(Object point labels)

·····

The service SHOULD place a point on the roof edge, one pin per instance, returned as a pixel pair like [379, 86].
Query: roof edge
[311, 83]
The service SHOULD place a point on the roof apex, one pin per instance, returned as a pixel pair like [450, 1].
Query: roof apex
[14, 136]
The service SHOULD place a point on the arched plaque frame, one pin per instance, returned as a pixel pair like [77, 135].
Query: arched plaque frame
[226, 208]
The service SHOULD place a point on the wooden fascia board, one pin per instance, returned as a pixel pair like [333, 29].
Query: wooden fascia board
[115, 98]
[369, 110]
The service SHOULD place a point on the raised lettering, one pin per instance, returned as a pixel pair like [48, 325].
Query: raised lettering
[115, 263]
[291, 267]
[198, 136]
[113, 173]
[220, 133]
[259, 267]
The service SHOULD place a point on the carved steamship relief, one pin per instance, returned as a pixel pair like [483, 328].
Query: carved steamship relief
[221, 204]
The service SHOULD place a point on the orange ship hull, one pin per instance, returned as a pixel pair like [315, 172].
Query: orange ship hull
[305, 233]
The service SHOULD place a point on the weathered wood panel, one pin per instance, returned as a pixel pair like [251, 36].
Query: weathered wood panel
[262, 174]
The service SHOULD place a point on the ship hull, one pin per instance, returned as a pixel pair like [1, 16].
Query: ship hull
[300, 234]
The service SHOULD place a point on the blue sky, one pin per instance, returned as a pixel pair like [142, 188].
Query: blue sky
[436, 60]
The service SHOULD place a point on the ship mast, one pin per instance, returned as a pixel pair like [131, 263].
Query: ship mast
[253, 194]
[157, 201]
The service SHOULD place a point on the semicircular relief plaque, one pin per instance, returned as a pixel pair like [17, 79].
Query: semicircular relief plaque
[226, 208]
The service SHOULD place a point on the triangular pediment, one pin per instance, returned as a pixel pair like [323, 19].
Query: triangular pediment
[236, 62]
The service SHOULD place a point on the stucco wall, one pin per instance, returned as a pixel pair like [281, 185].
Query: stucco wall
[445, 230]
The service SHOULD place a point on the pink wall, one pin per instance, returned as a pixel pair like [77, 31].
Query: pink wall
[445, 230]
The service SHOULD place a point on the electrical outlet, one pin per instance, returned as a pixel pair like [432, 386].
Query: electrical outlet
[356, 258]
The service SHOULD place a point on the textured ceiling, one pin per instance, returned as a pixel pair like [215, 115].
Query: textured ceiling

·····

_WHAT TO PRODUCE_. The lines above should be duplicated exactly.

_WRITTEN RESPONSE_.
The service SHOULD place a point on the roof edge, one pin per instance, returned as a pixel pair like [379, 86].
Query: roof edge
[311, 83]
The service SHOULD place a point on the roof apex, one pin per instance, returned as a pixel pair like [450, 1].
Query: roof apex
[14, 136]
The service SHOULD place a point on the arched plaque frame, one pin per instance, returned as a pixel pair like [77, 135].
Query: arched plaque frame
[226, 208]
The service SHOULD place a point on the wooden fascia board, one pin per instance, returned as a pixel pair like [333, 29].
Query: wooden fascia board
[115, 98]
[369, 110]
The service SHOULD place a point on the raised lettering, one pin per instance, returned as a pixel pair like [48, 325].
Query: raised lettering
[115, 263]
[291, 267]
[198, 136]
[113, 173]
[220, 133]
[259, 267]
The service SHOULD place a point on the carved steamship relief, one pin per instance, returned as a pixel pair like [483, 328].
Query: carved steamship relief
[221, 204]
The service SHOULD place a point on the orange ship hull, one pin per instance, returned as a pixel pair like [315, 172].
Query: orange ship hull
[305, 233]
The service SHOULD place a point on the weathered wood panel, one pin per instance, returned as a pixel pair like [251, 36].
Query: weathered wood panel
[262, 174]
The service SHOULD place a point on the ship hull, one pin per instance, returned as a pixel pair like [1, 16].
Query: ship hull
[300, 234]
The service SHOULD place a point on the blue sky, one pin per instance, returned as a pixel pair like [142, 188].
Query: blue sky
[436, 60]
The service SHOULD place a point on the ship mast, one pin per instance, returned as a pixel pair like [131, 263].
Query: ship mast
[253, 194]
[157, 201]
The service SHOULD place a point on the semicircular relief plaque, one pin per instance, returned as a pixel pair like [17, 79].
Query: semicircular relief plaque
[226, 208]
The service SHOULD place a point on the triangular pediment, one pin per instance, returned as a pixel pair like [323, 19].
Query: triangular pediment
[236, 62]
The service SHOULD place a point on the stucco wall, one pin per instance, returned as a pixel pair like [281, 185].
Query: stucco wall
[445, 230]
The service SHOULD place a point on the pink wall, one pin per instance, returned as a pixel pair like [77, 31].
Query: pink wall
[445, 230]
The service SHOULD place a point on the electrical outlet, one pin per instance, returned as a pixel pair like [432, 386].
Query: electrical outlet
[356, 258]
The service SHOULD place a point on the textured ceiling, one pin per instance, returned as a pixel pair like [215, 115].
Query: textured ceiling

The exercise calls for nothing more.